| Problem requirements |
In the interview, what was the subject of Dr. Crompton's Ph.D.?

| Extract provided |

Dr. Crompton: Sure, currently I’m a postdoctoral researcher at the Patrick Wild Centre at the University of Edinburgh and before that I did my undergraduate degree in psychology. Before that, I worked at an outreach service for autistic adults that did a lot of community-based stuff with people who were doing lots of different things, and who wanted support for various different bits and bobs in their life. I did that for a few years and then I went and did my Ph.D in aging. My Ph.D wasn’t in autism, but now I’ve come back to doing autism stuff in the project that I’m doing now.

TPGA: Why did you choose to study the efficiency of how autistic and non-autistic people exchange information?

Dr. Crompton: There are two reasons why this project came about. Firstly, we’ve had a huge amount of first-person accounts and anecdotal evidence that autistic people can find spending time with other autistic people more comfortable and easier and less stressful, and just easier than interacting with non-autistic people. We’ve heard a lot from people who have said, “once I found more autistic people I thought I had found my community” and this kind of stuff. And we didn’t have any empirical evidence to back that at all.

We’ve got a theoretical framework within the double empathy problem which kind of says a similar thing, in that the problems of interacting and interactions between autistic and neurotypical people isn’t necessarily all down to a deficit on the part of the autistic person. It’s more to do with a mismatch in communication style, and mismatch in background.

There is now a growing body of evidence that’s looking at double empathy problem matters, but when we started this project we were really keen to try to address these two areas in an empirical and data-driven way, to see whether this is something that we could explore scientifically in a controlled fashion. We were really interested to see if our theories would stand up to empirical tests.

TPGA: Got it. Can you please tell us about your research sample. What were your selection criteria and why?

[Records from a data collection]
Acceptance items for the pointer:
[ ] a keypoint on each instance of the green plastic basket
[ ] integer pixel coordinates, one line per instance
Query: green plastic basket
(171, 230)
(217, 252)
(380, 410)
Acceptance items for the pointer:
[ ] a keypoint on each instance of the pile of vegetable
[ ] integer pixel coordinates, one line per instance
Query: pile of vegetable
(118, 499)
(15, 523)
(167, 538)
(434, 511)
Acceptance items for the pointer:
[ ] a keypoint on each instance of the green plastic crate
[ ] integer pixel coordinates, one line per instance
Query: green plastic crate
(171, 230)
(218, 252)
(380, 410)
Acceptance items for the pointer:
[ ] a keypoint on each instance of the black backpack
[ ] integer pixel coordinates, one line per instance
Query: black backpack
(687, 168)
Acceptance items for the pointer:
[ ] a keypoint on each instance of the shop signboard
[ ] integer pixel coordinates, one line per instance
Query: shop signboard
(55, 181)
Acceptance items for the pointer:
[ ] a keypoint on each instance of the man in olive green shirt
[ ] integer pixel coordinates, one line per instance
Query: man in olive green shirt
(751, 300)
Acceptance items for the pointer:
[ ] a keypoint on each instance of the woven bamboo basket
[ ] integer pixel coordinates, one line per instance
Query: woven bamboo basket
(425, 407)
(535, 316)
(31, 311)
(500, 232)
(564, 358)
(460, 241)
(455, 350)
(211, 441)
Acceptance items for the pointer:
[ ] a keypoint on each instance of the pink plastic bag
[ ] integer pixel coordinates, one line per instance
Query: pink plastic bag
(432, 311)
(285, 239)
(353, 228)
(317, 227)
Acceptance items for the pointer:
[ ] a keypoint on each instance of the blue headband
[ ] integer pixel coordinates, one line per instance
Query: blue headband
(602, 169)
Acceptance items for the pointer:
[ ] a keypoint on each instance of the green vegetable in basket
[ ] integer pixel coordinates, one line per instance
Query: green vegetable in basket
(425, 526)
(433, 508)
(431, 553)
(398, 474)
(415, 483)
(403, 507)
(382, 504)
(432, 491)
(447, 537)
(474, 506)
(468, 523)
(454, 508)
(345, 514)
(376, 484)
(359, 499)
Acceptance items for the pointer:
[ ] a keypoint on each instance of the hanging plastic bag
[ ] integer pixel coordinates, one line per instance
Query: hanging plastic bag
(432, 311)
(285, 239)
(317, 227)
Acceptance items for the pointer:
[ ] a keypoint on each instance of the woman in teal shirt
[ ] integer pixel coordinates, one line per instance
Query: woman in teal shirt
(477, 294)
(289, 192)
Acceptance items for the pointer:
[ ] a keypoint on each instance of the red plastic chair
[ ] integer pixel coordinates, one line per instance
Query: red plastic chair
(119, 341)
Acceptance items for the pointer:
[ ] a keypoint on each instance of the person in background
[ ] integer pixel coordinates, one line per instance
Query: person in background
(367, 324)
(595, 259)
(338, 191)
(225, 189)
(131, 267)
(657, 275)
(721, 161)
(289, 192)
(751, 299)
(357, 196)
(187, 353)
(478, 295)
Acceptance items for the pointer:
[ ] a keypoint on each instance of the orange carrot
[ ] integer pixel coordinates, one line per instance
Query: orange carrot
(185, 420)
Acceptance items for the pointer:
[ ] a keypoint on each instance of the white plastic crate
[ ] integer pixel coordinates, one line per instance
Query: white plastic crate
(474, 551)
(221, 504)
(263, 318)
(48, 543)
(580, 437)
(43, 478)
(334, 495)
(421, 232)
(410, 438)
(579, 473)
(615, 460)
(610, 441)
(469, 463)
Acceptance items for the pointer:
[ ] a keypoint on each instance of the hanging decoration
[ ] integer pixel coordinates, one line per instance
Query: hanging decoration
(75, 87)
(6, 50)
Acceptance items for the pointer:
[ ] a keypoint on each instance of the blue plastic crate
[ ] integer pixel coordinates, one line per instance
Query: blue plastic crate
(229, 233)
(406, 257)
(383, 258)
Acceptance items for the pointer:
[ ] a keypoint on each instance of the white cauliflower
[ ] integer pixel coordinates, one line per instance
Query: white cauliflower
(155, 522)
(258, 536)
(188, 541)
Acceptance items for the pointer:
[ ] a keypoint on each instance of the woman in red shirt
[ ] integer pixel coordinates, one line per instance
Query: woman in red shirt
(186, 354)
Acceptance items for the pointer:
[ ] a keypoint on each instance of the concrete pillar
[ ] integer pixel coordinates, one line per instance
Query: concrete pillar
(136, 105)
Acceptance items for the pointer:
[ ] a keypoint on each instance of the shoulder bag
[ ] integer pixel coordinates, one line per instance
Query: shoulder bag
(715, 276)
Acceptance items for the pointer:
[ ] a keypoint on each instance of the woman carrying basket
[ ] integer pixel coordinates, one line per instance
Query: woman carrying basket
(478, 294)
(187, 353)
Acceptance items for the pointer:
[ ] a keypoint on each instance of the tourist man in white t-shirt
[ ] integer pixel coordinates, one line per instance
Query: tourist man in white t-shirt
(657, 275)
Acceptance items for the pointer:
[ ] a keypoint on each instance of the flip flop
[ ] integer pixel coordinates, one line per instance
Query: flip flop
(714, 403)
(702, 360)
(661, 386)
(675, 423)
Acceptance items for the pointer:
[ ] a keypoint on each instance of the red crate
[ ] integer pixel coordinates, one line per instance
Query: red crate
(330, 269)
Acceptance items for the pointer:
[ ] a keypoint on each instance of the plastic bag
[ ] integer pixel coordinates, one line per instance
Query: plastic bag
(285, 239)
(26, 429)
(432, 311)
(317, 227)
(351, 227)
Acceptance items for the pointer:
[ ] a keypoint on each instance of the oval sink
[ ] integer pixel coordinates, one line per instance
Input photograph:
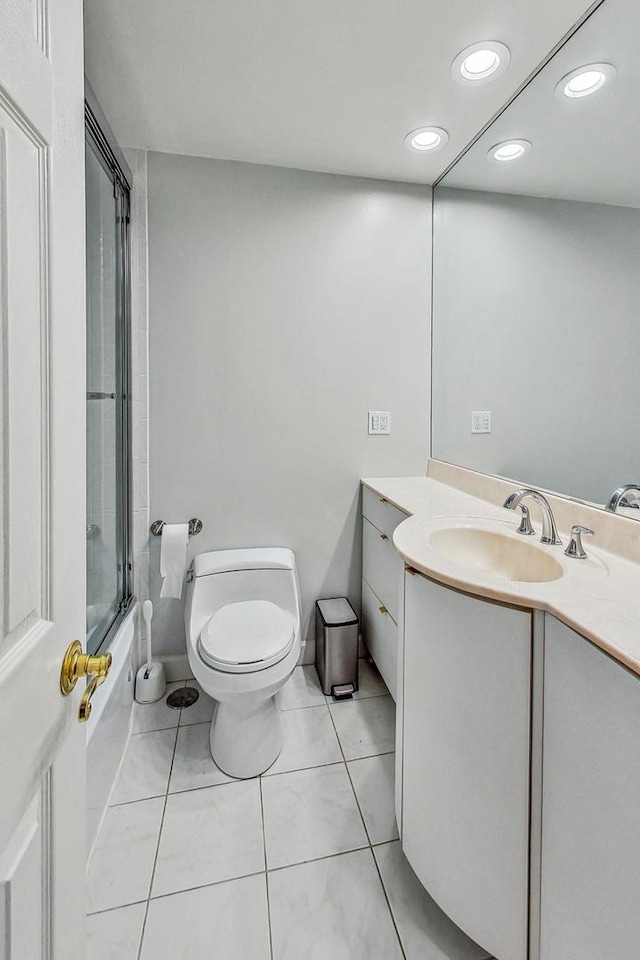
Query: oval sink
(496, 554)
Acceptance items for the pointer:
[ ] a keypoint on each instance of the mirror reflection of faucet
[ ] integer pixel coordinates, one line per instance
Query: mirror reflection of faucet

| Answer space |
Aging.